*Consignes*.
- A) Dans l'extrait de correspondance, entre quels personnages le portrait a-t-il été placé dans le cabinet ?
- B) Poursuivez l'extrait de correspondance à partir de sa dernière ligne.

<578>J'ai placé, Sire, ce portrait dans mon cabinet, entre Des Cartes, Newton, Henri IV et Voltaire; et j'espère que V. M. ne me reprochera pas de l'avoir mise en mauvaise compagnie. J'en reste là, Sire, honteux d'abuser si longtemps du temps précieux de V. M. J'ajouterai seulement que si V. M. avait encore besoin de quelques bons sujets pour son Académie des nobles ou pour quelque autre objet, je ne désespère pas de pouvoir les lui procurer.

118. A D'ALEMBERT.

Le 17 septembre 1772.

*Matériel*.

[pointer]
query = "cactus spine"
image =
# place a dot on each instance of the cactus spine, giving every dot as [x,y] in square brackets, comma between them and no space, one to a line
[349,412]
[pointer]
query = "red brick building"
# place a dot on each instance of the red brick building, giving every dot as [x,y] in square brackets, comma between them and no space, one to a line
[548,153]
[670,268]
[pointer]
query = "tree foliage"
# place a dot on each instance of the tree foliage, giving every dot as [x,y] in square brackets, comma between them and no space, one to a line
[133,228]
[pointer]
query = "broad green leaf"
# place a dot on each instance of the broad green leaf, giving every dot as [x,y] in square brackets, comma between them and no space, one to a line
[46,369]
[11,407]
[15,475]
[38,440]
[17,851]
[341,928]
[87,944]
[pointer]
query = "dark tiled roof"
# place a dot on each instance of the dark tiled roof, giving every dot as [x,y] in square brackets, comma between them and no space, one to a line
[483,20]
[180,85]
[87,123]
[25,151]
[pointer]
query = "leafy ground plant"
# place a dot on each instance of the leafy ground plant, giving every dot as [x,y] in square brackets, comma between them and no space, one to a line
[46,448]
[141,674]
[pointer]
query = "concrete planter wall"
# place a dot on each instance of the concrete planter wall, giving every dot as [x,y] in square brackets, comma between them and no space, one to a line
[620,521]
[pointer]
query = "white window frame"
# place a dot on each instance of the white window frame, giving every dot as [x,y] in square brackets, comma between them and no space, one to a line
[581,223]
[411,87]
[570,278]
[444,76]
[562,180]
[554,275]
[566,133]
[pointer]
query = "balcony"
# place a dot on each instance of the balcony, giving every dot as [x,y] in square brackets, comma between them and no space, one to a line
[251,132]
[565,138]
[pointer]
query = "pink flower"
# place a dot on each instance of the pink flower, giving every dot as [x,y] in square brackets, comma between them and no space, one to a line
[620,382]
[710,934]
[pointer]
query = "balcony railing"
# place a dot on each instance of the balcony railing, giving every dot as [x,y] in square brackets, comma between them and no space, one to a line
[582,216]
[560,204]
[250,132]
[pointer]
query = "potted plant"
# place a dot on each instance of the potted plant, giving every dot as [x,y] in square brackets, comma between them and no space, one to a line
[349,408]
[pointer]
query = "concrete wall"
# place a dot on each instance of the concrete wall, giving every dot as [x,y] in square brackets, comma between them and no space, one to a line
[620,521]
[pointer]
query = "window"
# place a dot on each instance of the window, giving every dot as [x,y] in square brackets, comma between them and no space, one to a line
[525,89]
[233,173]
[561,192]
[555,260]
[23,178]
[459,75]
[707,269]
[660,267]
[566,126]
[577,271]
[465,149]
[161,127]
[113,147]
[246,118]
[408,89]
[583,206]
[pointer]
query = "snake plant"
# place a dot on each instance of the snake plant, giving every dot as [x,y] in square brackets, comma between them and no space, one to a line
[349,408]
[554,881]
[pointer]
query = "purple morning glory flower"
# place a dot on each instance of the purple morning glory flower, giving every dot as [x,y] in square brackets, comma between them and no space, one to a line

*Réponses rédigées*.
- A) Entre Des Cartes, Newton, Henri IV et Voltaire.

- B)
Le professeur en rhétorique dont vous venez de faire l'emplette ajoute aux obligations que je vous avais déjà, et contribuera à perfectionner une académie que j'ai beaucoup à cœur, et dont les progrès ont jusqu'ici assez bien répondu à mon attente. Le soin de l'éducation est un objet important que les souverains ne devraient pas négliger, et que j'étends jusqu'aux campagnes. Ce sont les hochets de ma vieillesse,a et je renonce en quelque manière à ce beau métier dont M. de Guibert donne de si éloquentes leçons. La guerre demande une jeunesse vive, et ma vieillesse pesante n'y convient plus; d'ailleurs, me conformant aux sentiments de nos maîtres les encyclopédistes, je ne me contente pas de maintenir mon petit domaine en paix, je prêche encore cette paix aux autres. J'espère que le Turc m'en croira, quoique bien d'autres qui se mêlent du métier lui prêchent la guerre. Cependant j'ai encore une péroraison en poche, qui, j'espère, l'emportera sur les phrases des prédicants guerriers. Enfin, vous aurez ce sixième chant des Confédérés, pour qu'il ne vous manque aucune des sottises qui m'ont passé par la tête.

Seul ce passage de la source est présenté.